Could you reproduce all of the data below line for line, changing nothing?

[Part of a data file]
━━━━━━

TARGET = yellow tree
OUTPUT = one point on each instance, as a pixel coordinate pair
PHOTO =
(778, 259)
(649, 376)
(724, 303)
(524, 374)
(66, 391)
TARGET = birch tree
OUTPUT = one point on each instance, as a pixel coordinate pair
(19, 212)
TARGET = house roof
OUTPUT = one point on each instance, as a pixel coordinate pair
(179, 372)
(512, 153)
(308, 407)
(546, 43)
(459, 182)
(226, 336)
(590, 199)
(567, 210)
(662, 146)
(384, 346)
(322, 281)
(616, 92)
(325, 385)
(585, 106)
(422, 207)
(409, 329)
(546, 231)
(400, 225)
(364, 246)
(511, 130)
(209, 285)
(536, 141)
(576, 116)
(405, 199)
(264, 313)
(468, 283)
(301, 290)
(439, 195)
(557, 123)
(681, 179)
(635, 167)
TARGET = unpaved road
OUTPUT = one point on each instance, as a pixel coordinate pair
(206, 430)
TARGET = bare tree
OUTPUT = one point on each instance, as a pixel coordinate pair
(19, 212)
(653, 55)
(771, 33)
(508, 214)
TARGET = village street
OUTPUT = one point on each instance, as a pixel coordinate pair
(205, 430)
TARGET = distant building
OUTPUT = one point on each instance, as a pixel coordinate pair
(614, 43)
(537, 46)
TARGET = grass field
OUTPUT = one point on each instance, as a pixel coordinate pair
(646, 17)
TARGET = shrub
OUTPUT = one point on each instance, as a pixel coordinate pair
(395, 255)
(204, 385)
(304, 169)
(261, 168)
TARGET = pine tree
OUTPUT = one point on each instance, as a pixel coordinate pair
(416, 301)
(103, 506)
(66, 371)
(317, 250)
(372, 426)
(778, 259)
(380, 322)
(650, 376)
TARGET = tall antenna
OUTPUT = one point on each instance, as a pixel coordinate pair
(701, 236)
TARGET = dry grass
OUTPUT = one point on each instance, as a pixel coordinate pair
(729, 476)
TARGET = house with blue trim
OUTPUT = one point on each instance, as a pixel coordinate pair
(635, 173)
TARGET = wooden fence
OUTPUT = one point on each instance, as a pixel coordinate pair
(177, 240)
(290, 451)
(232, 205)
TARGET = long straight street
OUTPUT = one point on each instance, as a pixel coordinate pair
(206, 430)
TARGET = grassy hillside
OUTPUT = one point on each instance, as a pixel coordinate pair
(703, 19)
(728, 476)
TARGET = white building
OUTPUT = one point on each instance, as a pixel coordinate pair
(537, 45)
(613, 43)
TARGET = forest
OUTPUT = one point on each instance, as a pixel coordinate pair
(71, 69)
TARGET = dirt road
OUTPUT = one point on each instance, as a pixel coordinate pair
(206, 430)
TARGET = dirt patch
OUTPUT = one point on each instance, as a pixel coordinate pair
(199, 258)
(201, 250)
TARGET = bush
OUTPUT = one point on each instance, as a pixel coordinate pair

━━━━━━

**FINISHED ANSWER:**
TARGET = yellow tree
OUTPUT = one point on each instance, as a pixel coordinate pair
PHOTO =
(778, 259)
(649, 376)
(724, 303)
(524, 374)
(66, 391)
TARGET = birch tree
OUTPUT = one point on each instance, as a pixel coordinate pair
(19, 212)
TARGET = house roof
OUTPUT = one point on each instance, as a pixel coordinate pair
(179, 372)
(512, 153)
(308, 407)
(546, 43)
(459, 182)
(226, 336)
(590, 199)
(567, 210)
(662, 146)
(384, 346)
(322, 281)
(616, 92)
(325, 385)
(585, 106)
(422, 207)
(409, 329)
(546, 231)
(400, 225)
(364, 246)
(511, 130)
(209, 285)
(536, 141)
(576, 116)
(405, 199)
(264, 313)
(468, 283)
(301, 290)
(439, 195)
(557, 123)
(681, 179)
(635, 167)
TARGET = unpaved road
OUTPUT = one point on each instance, as a pixel coordinate pair
(206, 430)
TARGET = bare tree
OUTPUT = one point on each instance, as a pixel coordinate pair
(19, 212)
(653, 55)
(771, 33)
(508, 214)
TARGET = village street
OUTPUT = one point on each instance, as a pixel coordinate pair
(205, 430)
TARGET = distant building
OUTPUT = one point on each instance, as a pixel coordinate pair
(614, 43)
(537, 46)
TARGET = grass field
OUTPUT = one point on each instance, as a pixel coordinate pair
(646, 17)
TARGET = shrub
OUTPUT = one point on each instance, as a pixel coordinate pair
(395, 255)
(204, 385)
(304, 169)
(261, 168)
TARGET = pine tree
OUTPUT = one point on each instance, as a pixel coordinate pair
(416, 301)
(103, 506)
(66, 371)
(317, 250)
(372, 426)
(778, 259)
(380, 322)
(650, 376)
TARGET = tall antenna
OUTPUT = one point on each instance, as a pixel coordinate pair
(701, 236)
TARGET = dry grass
OUTPUT = one point on each instance, as a pixel coordinate pair
(729, 476)
TARGET = house with blue trim
OUTPUT = one point on each instance, as a pixel coordinate pair
(635, 173)
TARGET = wooden fence
OUTPUT = one point on each instance, as a pixel coordinate pair
(177, 240)
(290, 451)
(232, 205)
TARGET = long straight street
OUTPUT = one point on each instance, as a pixel coordinate pair
(206, 430)
TARGET = grassy hillside
OUTPUT = one point on each instance, as a pixel coordinate pair
(703, 19)
(728, 476)
TARGET = white building
OUTPUT = one point on each instance, as a pixel coordinate pair
(537, 45)
(613, 43)
TARGET = forest
OUTPUT = one point on each instance, as a pixel coordinate pair
(71, 69)
TARGET = dirt road
OUTPUT = one point on each instance, as a pixel coordinate pair
(206, 430)
TARGET = dirt patch
OUTPUT = one point on each instance, as a pixel coordinate pair
(199, 258)
(201, 250)
TARGET = bush
OUTPUT = one point on each instance, as a pixel coordinate pair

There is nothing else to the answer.